Passage shown:
§
This approach augments traditional retrieval sources (e.g., social graphs, historical interactions), increasing the diversity and relevance of candidate ads.
Figure 7: Retrieval Related Ads to similar users.
Experimental Results
Offline Evaluation
Embedding quality was validated by incorporating ALURE embeddings as features in production ads ranking models. Statistically significant improvements in Normalized Cross Entropy (NE) were observed:
- CTR tasks: 0.10–0.12% NE gain
- CVR tasks: 0.37% NE gain
These gains are non-trivial at production scale, indicating that the embeddings capture meaningful user preference signals.
Online A/B Testing
A/B tests compared three system variants:
- Control: Baseline retrieval without u2u graph augmentation.
- Version 1: Retrieval augmented with BFF (user following) and PPR (Personalized PageRank) graphs.
- Version 2: Version 1 plus ALURE-based user similarity graph.
Results:
- Version 1: -0.05% change (neutral, within statistical noise)
- Version 2: +0.28% statistically significant improvement in the primary online metric (total value generated from ads engagement).
The number of ads retrieved per user from ALURE was capped at 1500, with the distribution shown below.
§
Records:
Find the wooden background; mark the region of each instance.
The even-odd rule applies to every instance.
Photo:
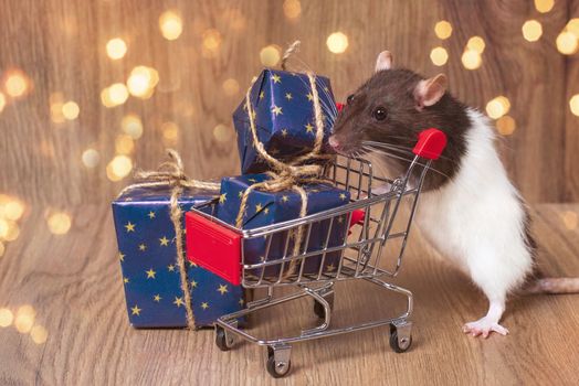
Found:
[[[231,112],[241,93],[227,96],[222,83],[234,78],[244,90],[262,68],[260,50],[269,44],[285,47],[303,42],[299,60],[330,76],[335,94],[344,99],[371,74],[378,52],[389,49],[396,62],[428,75],[444,72],[450,88],[472,106],[485,107],[505,95],[517,129],[502,141],[508,171],[531,203],[579,200],[579,118],[569,111],[569,98],[579,93],[577,55],[557,52],[555,39],[579,2],[557,0],[548,13],[538,13],[533,1],[302,1],[296,20],[284,15],[283,1],[144,1],[144,0],[2,0],[0,2],[0,73],[22,69],[33,89],[9,100],[0,112],[0,193],[24,202],[65,208],[88,202],[107,202],[129,178],[110,182],[106,164],[115,156],[114,140],[120,120],[129,112],[144,122],[144,135],[131,154],[139,168],[156,167],[165,146],[177,148],[187,171],[196,178],[238,173]],[[183,33],[165,40],[159,15],[180,12]],[[433,31],[449,20],[453,33],[440,41]],[[544,34],[538,42],[523,39],[525,20],[537,19]],[[206,57],[202,35],[221,33],[213,57]],[[326,47],[335,31],[349,39],[344,54]],[[467,71],[461,55],[469,37],[486,42],[483,65]],[[128,45],[119,61],[107,57],[112,37]],[[430,51],[449,50],[446,65],[436,67]],[[152,66],[160,83],[147,100],[130,97],[106,108],[101,90],[125,82],[136,65]],[[303,66],[297,66],[303,68]],[[62,93],[80,108],[76,120],[54,124],[50,95]],[[162,140],[161,125],[179,126],[176,143]],[[227,135],[213,128],[227,125]],[[83,151],[94,148],[101,163],[87,169]]]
§
Things to do:
[1] According to the passage on ALURE embeddings, what NE gain was observed for CVR tasks?
[2] Quote the passage on ALURE embeddings between "Figure 7: Retrieval" and "user preference signals.", inclusive.

Numbered answers:
[1] A 0.37% NE gain.

[2]
Figure 7: Retrieval Related Ads to similar users.
Experimental Results
Offline Evaluation
Embedding quality was validated by incorporating ALURE embeddings as features in production ads ranking models. Statistically significant improvements in Normalized Cross Entropy (NE) were observed:
- CTR tasks: 0.10–0.12% NE gain
- CVR tasks: 0.37% NE gain
These gains are non-trivial at production scale, indicating that the embeddings capture meaningful user preference signals.